[[ Exercise material, beginning ]]
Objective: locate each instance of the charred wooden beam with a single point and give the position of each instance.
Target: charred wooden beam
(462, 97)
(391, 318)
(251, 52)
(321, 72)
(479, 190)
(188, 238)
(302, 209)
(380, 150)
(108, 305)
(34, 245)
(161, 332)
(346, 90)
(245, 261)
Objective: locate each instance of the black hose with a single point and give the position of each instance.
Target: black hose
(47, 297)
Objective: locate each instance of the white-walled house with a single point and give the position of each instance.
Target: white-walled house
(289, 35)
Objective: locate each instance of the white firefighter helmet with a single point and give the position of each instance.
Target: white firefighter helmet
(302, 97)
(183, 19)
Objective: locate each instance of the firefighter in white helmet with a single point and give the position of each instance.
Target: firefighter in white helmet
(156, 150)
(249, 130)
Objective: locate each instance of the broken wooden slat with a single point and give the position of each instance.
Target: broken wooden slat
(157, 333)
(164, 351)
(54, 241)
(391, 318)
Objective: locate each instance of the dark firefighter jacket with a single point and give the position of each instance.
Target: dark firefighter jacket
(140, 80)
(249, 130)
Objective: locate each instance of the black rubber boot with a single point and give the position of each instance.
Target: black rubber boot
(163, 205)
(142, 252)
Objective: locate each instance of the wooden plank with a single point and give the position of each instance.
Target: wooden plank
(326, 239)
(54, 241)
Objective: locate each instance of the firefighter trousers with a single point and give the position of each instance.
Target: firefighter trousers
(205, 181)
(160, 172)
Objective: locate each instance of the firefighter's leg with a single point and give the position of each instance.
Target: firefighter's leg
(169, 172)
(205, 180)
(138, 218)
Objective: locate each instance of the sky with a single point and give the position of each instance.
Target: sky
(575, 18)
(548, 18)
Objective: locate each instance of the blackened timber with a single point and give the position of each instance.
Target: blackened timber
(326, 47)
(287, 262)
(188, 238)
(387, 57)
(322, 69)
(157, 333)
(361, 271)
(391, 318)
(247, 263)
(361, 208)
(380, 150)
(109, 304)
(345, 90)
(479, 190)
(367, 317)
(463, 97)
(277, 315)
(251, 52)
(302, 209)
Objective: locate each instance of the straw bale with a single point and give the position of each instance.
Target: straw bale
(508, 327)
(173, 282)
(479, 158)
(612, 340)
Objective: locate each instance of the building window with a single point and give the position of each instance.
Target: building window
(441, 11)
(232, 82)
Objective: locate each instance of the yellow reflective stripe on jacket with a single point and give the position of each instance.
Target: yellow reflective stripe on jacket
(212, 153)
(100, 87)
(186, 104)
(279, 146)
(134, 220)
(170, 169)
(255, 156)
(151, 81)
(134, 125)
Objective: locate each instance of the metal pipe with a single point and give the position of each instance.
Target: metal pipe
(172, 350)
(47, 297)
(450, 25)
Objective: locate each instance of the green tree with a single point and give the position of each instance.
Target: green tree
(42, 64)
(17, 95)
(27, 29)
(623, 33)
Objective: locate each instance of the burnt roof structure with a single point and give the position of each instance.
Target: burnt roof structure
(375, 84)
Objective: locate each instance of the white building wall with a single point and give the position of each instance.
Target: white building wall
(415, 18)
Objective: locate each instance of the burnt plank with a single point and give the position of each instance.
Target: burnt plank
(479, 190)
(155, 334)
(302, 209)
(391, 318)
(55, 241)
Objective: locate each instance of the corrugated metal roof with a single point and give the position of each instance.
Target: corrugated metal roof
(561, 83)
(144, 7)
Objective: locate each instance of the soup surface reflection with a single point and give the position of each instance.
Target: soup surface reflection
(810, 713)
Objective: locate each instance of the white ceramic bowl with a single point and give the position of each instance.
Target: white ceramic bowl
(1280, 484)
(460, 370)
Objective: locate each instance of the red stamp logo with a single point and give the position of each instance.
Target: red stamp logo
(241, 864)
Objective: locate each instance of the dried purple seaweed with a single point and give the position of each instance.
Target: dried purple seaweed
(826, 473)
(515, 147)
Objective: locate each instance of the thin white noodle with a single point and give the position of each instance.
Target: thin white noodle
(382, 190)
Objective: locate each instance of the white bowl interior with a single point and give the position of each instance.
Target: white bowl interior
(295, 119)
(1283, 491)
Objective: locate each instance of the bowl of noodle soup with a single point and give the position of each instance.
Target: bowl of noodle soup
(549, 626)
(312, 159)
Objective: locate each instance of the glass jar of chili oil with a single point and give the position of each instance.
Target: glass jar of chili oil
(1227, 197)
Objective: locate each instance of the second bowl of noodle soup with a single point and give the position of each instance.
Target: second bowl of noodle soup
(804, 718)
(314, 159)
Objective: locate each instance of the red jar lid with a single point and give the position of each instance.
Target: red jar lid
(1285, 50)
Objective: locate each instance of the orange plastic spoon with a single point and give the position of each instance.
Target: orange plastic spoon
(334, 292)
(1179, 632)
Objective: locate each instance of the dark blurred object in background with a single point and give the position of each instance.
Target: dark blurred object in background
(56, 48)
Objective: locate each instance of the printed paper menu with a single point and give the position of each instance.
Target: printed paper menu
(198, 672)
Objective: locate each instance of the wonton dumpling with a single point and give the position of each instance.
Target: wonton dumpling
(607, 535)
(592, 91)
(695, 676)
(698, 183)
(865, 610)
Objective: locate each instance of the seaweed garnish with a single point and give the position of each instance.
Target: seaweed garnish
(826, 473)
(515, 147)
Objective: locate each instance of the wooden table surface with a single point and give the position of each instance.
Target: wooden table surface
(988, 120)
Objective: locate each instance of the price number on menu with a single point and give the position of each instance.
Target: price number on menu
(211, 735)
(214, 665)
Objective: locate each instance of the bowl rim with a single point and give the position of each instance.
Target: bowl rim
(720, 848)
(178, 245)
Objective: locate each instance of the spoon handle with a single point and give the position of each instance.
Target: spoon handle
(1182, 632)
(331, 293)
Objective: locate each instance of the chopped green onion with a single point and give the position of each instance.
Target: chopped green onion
[[ Exercise material, end ]]
[[ Exercise material, beginning ]]
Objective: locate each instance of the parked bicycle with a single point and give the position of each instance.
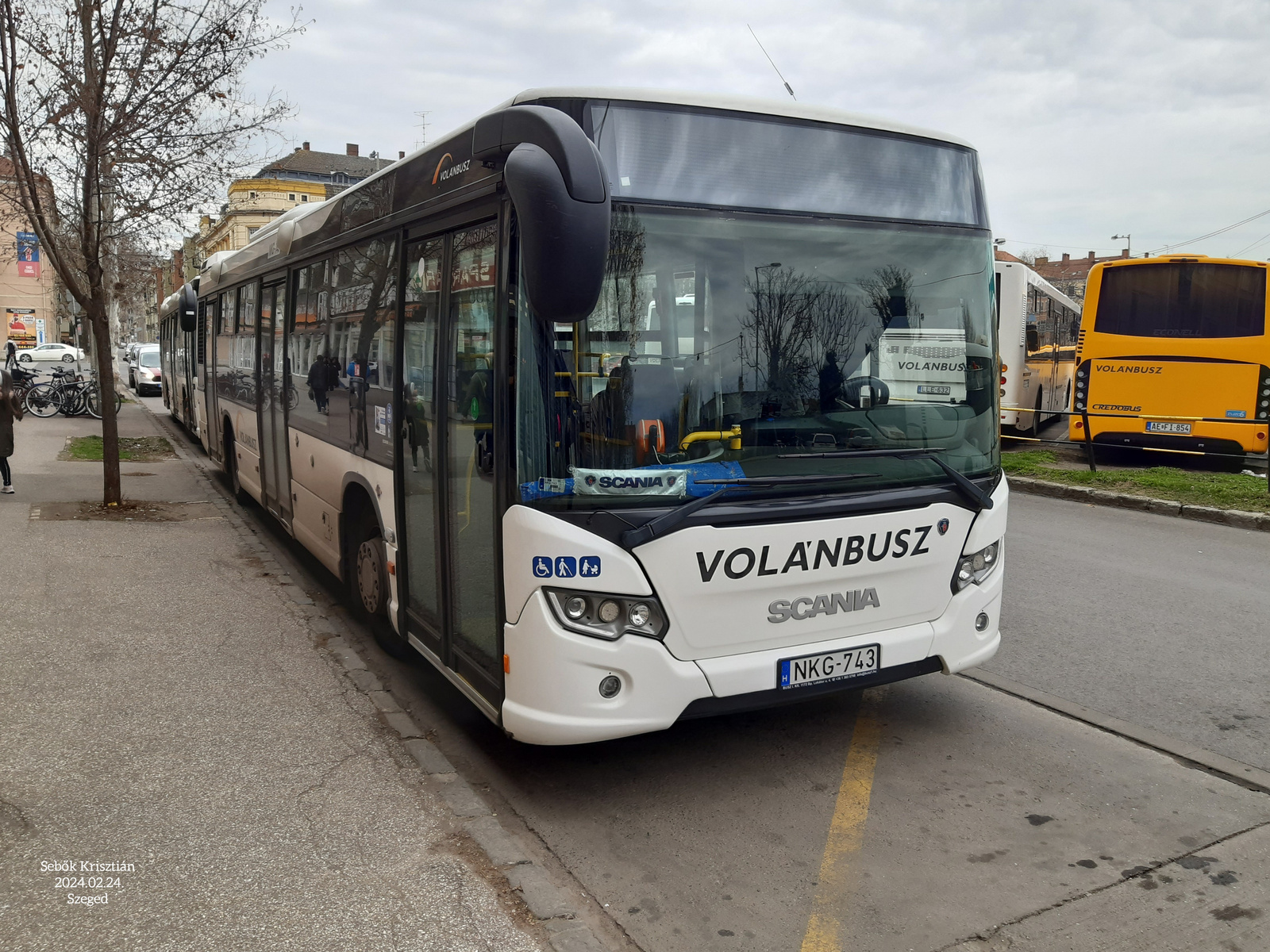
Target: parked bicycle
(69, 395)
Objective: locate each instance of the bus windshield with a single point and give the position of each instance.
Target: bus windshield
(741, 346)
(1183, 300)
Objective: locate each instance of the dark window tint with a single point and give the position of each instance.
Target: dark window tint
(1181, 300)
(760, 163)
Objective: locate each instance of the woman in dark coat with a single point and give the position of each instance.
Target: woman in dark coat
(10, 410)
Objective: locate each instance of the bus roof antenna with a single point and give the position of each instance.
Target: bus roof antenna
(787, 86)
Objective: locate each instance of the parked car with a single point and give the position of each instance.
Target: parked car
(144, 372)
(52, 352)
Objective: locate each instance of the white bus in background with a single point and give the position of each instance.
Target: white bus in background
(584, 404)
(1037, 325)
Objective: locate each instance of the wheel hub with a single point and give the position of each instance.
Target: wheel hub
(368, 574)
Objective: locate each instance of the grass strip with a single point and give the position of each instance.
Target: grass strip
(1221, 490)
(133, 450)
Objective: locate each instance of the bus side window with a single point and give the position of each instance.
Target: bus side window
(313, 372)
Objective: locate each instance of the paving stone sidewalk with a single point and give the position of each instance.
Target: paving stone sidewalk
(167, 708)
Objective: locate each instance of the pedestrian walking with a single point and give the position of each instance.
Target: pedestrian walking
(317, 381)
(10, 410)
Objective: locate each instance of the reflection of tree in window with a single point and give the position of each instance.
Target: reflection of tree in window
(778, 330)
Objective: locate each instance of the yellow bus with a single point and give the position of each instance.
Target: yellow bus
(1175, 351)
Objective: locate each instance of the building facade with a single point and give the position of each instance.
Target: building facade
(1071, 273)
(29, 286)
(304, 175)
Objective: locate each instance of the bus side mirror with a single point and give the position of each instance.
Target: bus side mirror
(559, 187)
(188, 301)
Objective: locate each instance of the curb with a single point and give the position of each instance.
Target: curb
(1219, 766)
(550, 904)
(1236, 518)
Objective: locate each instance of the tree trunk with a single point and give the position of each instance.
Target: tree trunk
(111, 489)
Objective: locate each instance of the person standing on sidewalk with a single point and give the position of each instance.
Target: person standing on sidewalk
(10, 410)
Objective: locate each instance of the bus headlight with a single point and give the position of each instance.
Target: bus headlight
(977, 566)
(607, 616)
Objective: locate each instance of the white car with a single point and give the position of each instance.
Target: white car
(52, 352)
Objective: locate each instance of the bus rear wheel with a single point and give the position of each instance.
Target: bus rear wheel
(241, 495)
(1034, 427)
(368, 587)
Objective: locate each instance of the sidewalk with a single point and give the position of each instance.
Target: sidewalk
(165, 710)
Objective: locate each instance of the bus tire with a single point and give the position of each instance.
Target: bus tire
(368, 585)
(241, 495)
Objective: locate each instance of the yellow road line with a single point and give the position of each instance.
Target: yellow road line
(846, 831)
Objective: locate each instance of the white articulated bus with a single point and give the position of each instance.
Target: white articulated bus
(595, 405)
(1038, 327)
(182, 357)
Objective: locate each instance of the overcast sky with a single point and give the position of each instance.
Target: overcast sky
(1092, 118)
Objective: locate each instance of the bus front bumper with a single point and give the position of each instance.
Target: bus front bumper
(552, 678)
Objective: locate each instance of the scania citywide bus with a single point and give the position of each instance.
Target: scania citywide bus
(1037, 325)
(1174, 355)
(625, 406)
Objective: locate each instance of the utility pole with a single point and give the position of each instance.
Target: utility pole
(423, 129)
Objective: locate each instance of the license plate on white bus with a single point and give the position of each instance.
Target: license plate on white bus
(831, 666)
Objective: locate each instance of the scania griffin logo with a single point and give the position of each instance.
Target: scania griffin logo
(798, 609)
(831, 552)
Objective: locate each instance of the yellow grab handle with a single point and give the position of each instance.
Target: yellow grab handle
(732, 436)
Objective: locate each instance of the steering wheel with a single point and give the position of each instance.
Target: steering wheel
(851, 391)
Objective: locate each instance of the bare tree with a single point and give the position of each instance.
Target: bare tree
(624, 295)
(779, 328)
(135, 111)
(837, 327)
[[ Exercise material, end ]]
▶ [What you have to do]:
Out of the data above, set down the lines from the one with "Objective: locate each instance of the yellow road" to the one with "Objective: locate each instance of the overcast", both included, exactly as written and with no additions.

▶ [Answer space]:
Objective: locate each instance of the yellow road line with a single point and give the position of each instance.
Target: yellow road line
(846, 831)
Objective: locate each instance of the white articulated bus with a single point and give the position of each instance.
Target: white articulated bus
(595, 405)
(1038, 327)
(182, 357)
Objective: locate each instance of the overcast sky with a single point and give the position of each instance.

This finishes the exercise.